▶ _Aim of the exercise_:
Take the listing below and write it out again exactly, skipping any picture that it holds.

▶ _Raw data_:

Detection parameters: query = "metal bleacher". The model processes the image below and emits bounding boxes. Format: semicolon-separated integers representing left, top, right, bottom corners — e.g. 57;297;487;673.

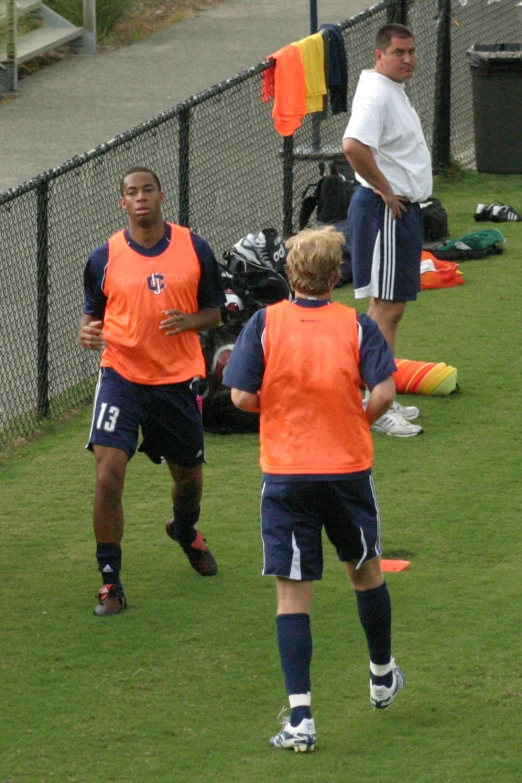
0;0;96;92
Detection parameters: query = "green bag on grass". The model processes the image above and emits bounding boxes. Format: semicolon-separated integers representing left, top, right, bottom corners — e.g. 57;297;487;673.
434;229;505;261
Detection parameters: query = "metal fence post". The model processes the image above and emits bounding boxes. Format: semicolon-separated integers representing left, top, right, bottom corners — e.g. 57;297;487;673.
36;178;50;419
80;0;97;56
282;135;294;238
387;0;408;25
432;0;451;170
178;106;191;227
309;1;322;153
1;0;18;92
309;0;318;35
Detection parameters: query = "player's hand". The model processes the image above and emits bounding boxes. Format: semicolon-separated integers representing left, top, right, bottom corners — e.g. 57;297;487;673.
160;309;195;335
374;191;409;219
78;320;105;350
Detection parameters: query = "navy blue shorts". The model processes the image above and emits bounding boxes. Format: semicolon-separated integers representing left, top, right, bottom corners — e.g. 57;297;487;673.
348;185;423;302
261;477;382;581
87;367;204;465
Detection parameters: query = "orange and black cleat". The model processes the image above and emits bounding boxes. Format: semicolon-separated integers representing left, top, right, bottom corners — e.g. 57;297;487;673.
165;522;218;576
93;584;128;617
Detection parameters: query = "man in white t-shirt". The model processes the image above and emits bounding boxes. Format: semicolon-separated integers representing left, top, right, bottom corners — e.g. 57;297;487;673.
342;23;432;437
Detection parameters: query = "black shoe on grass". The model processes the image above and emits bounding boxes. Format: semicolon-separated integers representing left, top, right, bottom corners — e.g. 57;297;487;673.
475;202;521;222
166;522;218;576
489;203;521;222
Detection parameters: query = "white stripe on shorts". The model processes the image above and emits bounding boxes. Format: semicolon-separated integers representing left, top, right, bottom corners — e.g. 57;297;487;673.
260;482;267;575
356;529;369;570
355;229;382;299
355;474;382;570
354;207;397;300
370;474;382;555
86;368;104;448
289;532;302;580
382;206;396;300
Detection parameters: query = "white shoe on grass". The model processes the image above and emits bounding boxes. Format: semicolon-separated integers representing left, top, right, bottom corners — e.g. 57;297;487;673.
371;409;424;437
370;659;404;709
269;716;316;752
391;399;420;421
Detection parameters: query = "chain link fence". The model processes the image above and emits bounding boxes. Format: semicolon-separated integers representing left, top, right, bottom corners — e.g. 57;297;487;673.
1;0;521;448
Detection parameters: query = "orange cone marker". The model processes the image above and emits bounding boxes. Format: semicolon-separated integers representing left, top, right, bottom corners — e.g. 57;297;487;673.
380;559;410;572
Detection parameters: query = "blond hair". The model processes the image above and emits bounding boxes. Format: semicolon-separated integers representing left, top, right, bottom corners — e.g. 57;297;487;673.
285;226;344;295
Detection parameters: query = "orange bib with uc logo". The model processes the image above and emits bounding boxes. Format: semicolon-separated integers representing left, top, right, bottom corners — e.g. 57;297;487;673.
100;224;205;385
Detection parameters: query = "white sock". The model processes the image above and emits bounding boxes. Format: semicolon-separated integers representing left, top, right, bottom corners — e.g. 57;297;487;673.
370;661;392;677
289;692;311;708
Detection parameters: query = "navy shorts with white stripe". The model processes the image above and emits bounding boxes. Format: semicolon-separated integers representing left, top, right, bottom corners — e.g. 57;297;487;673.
348;185;423;302
261;477;382;581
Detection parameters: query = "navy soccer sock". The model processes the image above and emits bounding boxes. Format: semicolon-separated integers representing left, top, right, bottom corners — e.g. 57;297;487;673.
171;507;200;545
96;543;122;587
276;613;313;726
355;581;393;686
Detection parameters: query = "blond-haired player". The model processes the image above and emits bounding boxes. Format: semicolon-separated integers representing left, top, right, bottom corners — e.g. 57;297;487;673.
224;226;404;751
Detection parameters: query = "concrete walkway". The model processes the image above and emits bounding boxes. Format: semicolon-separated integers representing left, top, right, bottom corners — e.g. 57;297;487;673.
0;0;370;193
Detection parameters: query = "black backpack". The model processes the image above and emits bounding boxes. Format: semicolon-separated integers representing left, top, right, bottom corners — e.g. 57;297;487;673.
420;197;449;242
299;159;357;229
221;229;291;321
199;229;292;434
199;326;259;434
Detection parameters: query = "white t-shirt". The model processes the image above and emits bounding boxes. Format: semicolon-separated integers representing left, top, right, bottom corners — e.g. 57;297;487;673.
343;70;432;202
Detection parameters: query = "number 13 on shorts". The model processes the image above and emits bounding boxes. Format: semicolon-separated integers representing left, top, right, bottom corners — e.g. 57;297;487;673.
96;403;120;432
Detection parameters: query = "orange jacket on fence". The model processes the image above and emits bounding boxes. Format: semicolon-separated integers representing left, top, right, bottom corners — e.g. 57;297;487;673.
262;44;307;136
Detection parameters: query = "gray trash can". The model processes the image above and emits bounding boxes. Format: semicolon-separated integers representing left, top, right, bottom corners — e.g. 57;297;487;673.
467;43;522;174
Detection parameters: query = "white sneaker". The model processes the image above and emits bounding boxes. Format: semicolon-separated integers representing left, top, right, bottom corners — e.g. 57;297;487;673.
370;659;404;709
269;716;316;752
391;399;420;421
371;409;424;437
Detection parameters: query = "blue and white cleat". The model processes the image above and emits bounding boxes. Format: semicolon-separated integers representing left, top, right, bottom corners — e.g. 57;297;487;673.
370;658;404;709
269;715;316;752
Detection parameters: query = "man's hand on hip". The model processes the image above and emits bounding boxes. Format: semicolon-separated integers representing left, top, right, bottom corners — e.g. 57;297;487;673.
374;191;409;219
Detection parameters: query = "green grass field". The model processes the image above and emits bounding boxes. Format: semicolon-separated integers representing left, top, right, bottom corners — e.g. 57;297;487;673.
1;172;521;782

▶ _Result for this exercise_:
Detection parameters: query = "metal bleacher". The model processes the image below and emits bounding boxes. Format: semicolon-separated integers representing left, top, right, bottom corners — e.g. 57;297;487;673.

0;0;96;92
Detection parameters: query = "green bag on grass". The model processes the image above and emits bounding boxes. Format: semicolon-separated integers representing left, top, right, bottom corners — e.g. 57;297;487;673.
434;229;505;261
Detection parameters: query = "metal fence post". The model processes the image above and emits bounding boxes. Format: semicolon-separated integers representing left, top, right, bottom corners — e.g. 57;297;487;673.
36;178;50;419
80;0;97;56
282;135;294;238
387;0;408;25
432;0;451;170
178;106;191;227
309;1;322;153
1;0;18;92
309;0;318;35
Detection parameters: query = "player's hand". The model processes the image above and emits bounding boxes. Format: semicolon-separated integers representing left, top, right, bottom corners — e.g. 57;297;487;673.
160;309;195;335
374;191;409;219
78;320;105;350
Detection parameters: query = "navy blue shorts". The model processes the image above and emits bounding boxes. Format: semicolon-separated integers representing left, top, right, bottom corners — e.g. 57;297;487;673.
348;185;423;302
261;477;382;581
87;367;204;465
Detection parameters: query = "orange and black cleat". The model processes the image above and emits bounding boxes. Format: semicolon-separated integers representing left, top, right, bottom corners — e.g. 57;297;487;673.
165;522;218;576
93;584;128;617
Detection parameters: query = "man in white t-shirt". The model processes the image above and emits bounding boxes. Format: semicolon-separated integers representing left, top, right, bottom corners — e.g. 57;297;487;673.
342;23;432;437
Detection parameters: query = "black shoe on grass". The model processes the image above and emits bounding boxes. Format: semicolon-separated integers representing left, top, right, bottom corners — e.g. 57;297;487;673.
475;202;521;222
166;522;218;576
489;203;521;222
Detection parameters: query = "white stripe on shorts". The model processes the image above and emits bounding boxes. Format: semicolon-separated integers representing left, top, right, bottom corners — e.g. 57;297;487;673.
260;482;267;575
356;529;369;570
355;229;382;299
355;474;382;570
354;207;397;300
370;474;382;555
86;368;104;448
289;532;302;580
382;206;396;300
Detection parameters: query = "white shoe on grass". The model processes the image above and emits bounding boxes. Format: semicolon-separated integers representing left, top, right, bottom corners — e.g. 57;297;487;673.
371;409;424;437
370;659;404;709
269;716;316;752
391;399;420;421
Detection parameters: query = "chain link fence". The model processes the image above and emits bounding boxes. Format: semicolon-separated integers representing left, top, right, bottom corners — e.g. 57;297;487;673.
1;0;521;448
Detection parameters: query = "orange cone marker". The model processes the image above and emits bounding boxes. Format: semicolon-separated integers representing left, top, right, bottom corners — e.g. 57;297;487;673.
380;559;410;572
Detection parameters: query = "blond hair". The model processes the image above and emits bounding boxes. Format: semicolon-separated integers representing left, top, right, bottom corners — e.g. 57;297;487;673.
285;226;344;295
Detection parameters: query = "orange bib with uc logo". The model processes the image above and emits bounding boxes. Format: semicolon-separated integers representing left, top, right, bottom corners — e.g. 57;297;487;673.
100;224;205;385
Detection parameters: query = "white sock". The model processes the image above and emits bounding boxes. Format: semicolon-separated integers representing left, top, right, bottom corners — e.g. 57;297;487;673.
370;661;392;677
289;692;311;708
Detection parameters: query = "navy shorts with white stripe". The model processes the image above and emits bounding boxes. Format: semicolon-separated integers representing left, top, right, bottom corners — e.g. 57;297;487;673.
348;185;423;302
261;477;382;581
Detection parameters: query = "navy soccer sock". The model processes the image above and emits bounding boxes. Format: semicolon-separated integers representing left, top, right, bottom corners — e.g. 57;297;487;673.
171;507;200;545
96;543;122;587
276;613;313;726
355;581;393;686
Detection parameters: query = "blond-haired player". The model processes the image above and emits bounding boxes. Format: semicolon-separated integers representing left, top, right, bottom corners — e.g. 57;297;487;673.
224;226;404;751
Detection parameters: query = "concrete walkway". The model processes the image above and emits bounding boxes. Format: semicolon-separated integers representing left, top, right, bottom corners — e.g. 57;297;487;673.
0;0;370;193
Detection parameters: query = "black backpack". The model processes the image above and emits bounding boxes. Format: semicolon-separated integers representing left, top, right, bottom corners — e.g. 57;297;487;673.
420;197;449;242
299;159;357;229
221;229;291;321
199;229;292;434
199;326;259;434
Detection parameters: query = "white t-shirt". The model processes the image above and emits bounding boxes. Format: semicolon-separated integers representing left, top, right, bottom corners — e.g. 57;297;487;673.
343;70;432;202
Detection parameters: query = "number 13 on shorts". The model processes the image above and emits bounding boxes. Format: semicolon-separated integers representing left, top, right, bottom corners — e.g. 57;297;487;673.
96;403;120;432
Detection parameters: query = "orange jacket on fence". The model processes the image above and emits bounding boxes. Format: semicolon-separated integers representing left, top, right, bottom corners — e.g. 57;297;487;673.
262;44;307;136
Detection parameters: query = "gray trash can". The model processes the image above and emits bounding boxes. Format: semicolon-separated integers representing left, top, right, bottom corners — e.g. 57;297;487;673.
467;43;522;174
Detection parameters: query = "white sneaker". The model processes the image above and emits bounding boxes. Format: semicolon-separated integers representing left, top, right, bottom corners — e.g. 57;297;487;673.
370;659;404;709
269;716;316;752
391;399;420;421
371;409;424;437
Detection parameters: query = "blue and white cleat". The model processes the image above and emits bounding boxes. Format: semicolon-separated integers representing left, top, right, bottom corners — e.g. 57;297;487;673.
370;658;404;709
269;715;316;752
Detection parameters: query = "man's hand on hip". The model processes the image above and emits bounding boxes. Format: semicolon-separated integers representing left, top, right, bottom corners — e.g. 57;297;487;673.
374;191;409;219
Detection parameters: query = "green grass field". The model processes the image above and emits bounding boxes. Format: semicolon-separated integers representing left, top, right, bottom corners — e.g. 57;297;487;673.
1;172;521;782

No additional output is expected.